>>>>>

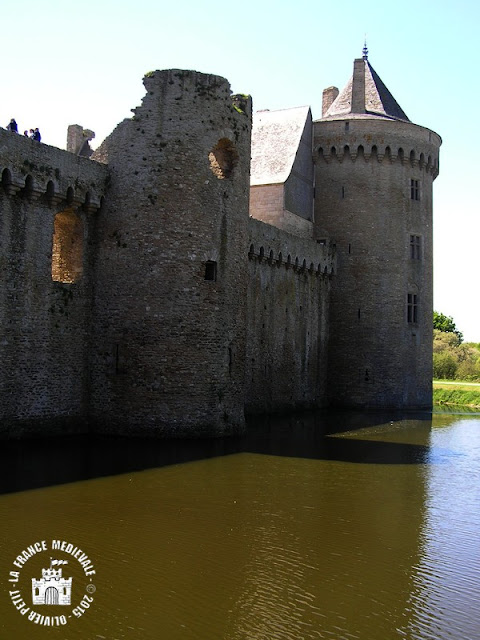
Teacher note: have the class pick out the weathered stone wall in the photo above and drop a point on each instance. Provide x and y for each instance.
(45, 323)
(363, 198)
(170, 276)
(287, 324)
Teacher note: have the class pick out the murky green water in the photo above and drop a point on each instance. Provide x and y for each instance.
(335, 527)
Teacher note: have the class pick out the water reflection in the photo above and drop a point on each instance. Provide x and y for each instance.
(28, 464)
(310, 527)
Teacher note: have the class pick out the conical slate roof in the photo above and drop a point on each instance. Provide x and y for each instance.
(365, 93)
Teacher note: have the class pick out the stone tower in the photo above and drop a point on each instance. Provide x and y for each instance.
(169, 315)
(374, 176)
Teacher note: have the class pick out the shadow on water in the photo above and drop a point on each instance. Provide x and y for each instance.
(35, 463)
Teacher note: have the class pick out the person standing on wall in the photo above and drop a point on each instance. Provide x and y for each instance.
(12, 126)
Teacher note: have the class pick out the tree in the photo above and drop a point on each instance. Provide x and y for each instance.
(444, 323)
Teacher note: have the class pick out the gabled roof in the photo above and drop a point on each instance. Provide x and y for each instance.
(366, 93)
(276, 138)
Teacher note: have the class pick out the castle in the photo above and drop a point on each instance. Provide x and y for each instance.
(52, 588)
(195, 268)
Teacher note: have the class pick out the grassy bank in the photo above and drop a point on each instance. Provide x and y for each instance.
(456, 392)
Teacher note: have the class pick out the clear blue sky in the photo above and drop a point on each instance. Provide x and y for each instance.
(68, 62)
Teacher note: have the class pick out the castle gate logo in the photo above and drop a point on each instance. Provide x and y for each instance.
(53, 599)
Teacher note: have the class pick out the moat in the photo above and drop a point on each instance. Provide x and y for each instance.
(349, 527)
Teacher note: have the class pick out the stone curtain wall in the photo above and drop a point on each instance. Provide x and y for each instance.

<<<<<

**Your goal**
Reproduce the listing exactly. Do not include its images.

**Result**
Teacher note: have the class pick out the weathered stone wall in the photo above and drop a point on each instance. Provide x and y for each instance.
(45, 323)
(363, 198)
(170, 276)
(287, 324)
Teacher note: have the class pick out the murky green water in the photo above and drop a point on each instance. Provide x and y for each instance.
(335, 527)
Teacher note: have the class pick out the water reflection in the photo above and drop a point on each instance. Provide x and y for each instance.
(28, 464)
(310, 527)
Teacher note: have the class pick out the conical slate roof in the photo above and drop a point on each instance. Provide x and y for each instance.
(365, 93)
Teacher note: have the class pick out the stone tower in the photo above and drop a point on each instance. Provide x and y for each instance.
(169, 315)
(374, 176)
Teacher note: have the class pick out the shadow on water in the photo above and drop a point on each instance. Provide x and y for each instance.
(35, 463)
Teacher note: have the class pick out the person standing on wall in the photo above and drop a point on each instance. Provide x and y for each instance.
(12, 126)
Teacher note: have the class pick out the tree in the photo above and drop a point on each instance. Provide x and y for each instance.
(444, 323)
Teacher note: have the class pick out the gabled roof in the photo above and drop a point on each instance. Provide x and y for each instance.
(366, 93)
(276, 138)
Teacher note: have the class pick out the castle in the photo above and drop a point on each instance. Provide x and y for each instance.
(52, 588)
(195, 268)
Teacher note: have the class pick out the grassy bank in the photo above and drop a point on each instance. Provide x and y for each instance.
(456, 392)
Teacher note: have the class pick out the clear blue sky in the photo above and drop a point on each instance. Provide x and y for each instance.
(68, 62)
Teacher note: have the class pick out the castle gate logo in the photo above and drop a point on each instance. Provide x and y for each instance.
(53, 599)
Teacher note: have the class pick out the moat in the photo above and drop a point on each instance. Provide x and y for each instance.
(349, 527)
Teacher note: have the class pick out the stone curtain wall in the photo above and drop a point on each instance. Provide x and y for each instance.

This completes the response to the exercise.